What this exercise asks
**a)** Answer these questions about the steakhouse guide excerpt, one line each, marked (i), (ii), (iii):
(i) What does a steak arriving in a pool of liquid show?
(ii) How do bad steakhouses respond to questions about aging, butchering, and beef sources?
(iii) How many New York City steakhouses does the guide list?
**b)** Rewrite the paragraph of the steakhouse guide excerpt that begins "Ask your server what the aging program looks like" as a short bulleted list, keeping its main facts.

A good kitchen will also let the steak rest before it hits your table. If it arrives in a pool of liquid, it wasn’t rested. That’s not juice on your plate. That’s money.
Table tip
Ask your server what the aging program looks like. Ask if they butcher in house. Ask where the beef comes from. Good steakhouses love these questions. Bad ones change the subject. And if you see a cut you don’t recognize, order it. That’s usually where the kitchen is showing off, and showing off at a steakhouse is almost always worth your time.
Our Five: The NYC Steakhouses Worth Your Time
These are five spots we keep going back to, each for a completely different reason. If you’re serious about steak in this city, start here.

Data for analysis
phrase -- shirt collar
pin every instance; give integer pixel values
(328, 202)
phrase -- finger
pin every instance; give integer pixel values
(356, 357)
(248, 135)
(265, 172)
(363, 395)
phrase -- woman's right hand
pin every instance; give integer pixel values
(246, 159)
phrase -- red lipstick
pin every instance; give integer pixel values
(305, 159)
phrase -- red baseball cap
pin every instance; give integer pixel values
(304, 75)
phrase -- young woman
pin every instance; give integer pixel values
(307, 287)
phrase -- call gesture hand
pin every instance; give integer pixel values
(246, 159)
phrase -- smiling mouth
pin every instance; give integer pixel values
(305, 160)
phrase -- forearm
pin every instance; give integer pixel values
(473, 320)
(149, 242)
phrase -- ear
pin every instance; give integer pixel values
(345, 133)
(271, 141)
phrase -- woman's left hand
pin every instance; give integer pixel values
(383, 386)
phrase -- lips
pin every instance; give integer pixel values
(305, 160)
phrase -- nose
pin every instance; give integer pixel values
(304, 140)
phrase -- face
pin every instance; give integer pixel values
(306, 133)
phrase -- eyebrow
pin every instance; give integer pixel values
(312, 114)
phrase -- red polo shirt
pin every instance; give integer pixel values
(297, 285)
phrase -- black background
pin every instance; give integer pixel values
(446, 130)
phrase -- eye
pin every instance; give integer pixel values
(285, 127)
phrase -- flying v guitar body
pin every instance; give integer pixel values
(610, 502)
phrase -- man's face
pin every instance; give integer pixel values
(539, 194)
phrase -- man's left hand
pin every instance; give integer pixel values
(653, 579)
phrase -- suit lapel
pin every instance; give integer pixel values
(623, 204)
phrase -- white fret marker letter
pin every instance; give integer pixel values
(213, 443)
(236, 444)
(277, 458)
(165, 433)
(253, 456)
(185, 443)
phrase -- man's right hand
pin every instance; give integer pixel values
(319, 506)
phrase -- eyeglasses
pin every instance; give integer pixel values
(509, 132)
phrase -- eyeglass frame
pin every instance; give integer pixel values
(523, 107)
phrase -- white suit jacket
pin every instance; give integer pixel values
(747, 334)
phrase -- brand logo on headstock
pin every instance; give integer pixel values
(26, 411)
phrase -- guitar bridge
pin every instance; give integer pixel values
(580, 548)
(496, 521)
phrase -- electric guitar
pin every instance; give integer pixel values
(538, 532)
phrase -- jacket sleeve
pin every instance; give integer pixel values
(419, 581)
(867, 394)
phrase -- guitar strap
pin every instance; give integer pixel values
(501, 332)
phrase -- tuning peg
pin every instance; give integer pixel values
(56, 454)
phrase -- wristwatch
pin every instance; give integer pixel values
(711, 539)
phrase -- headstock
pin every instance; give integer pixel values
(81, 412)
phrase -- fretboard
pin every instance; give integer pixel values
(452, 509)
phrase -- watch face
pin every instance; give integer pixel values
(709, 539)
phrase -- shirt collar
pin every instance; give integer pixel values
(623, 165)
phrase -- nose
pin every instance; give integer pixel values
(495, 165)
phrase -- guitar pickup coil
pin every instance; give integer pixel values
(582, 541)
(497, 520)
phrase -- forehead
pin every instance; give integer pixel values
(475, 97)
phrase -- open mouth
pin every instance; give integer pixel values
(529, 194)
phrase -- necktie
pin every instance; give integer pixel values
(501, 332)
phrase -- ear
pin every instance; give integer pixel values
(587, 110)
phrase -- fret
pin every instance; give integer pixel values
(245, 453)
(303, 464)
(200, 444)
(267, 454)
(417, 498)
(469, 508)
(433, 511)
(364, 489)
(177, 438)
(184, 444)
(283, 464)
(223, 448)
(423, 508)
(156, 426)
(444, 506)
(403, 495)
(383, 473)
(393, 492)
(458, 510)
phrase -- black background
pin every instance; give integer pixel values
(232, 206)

Responses in order
**a)**
(i) The steak was not rested.
(ii) They change the subject.
(iii) Five.

**b)**
- Ask your server about the aging program.
- Ask whether they butcher in house.
- Ask where the beef comes from.
- Good steakhouses welcome these questions; bad ones change the subject.
- Order any cut you don't recognize. That is usually where the kitchen is showing off, which is almost always worth it.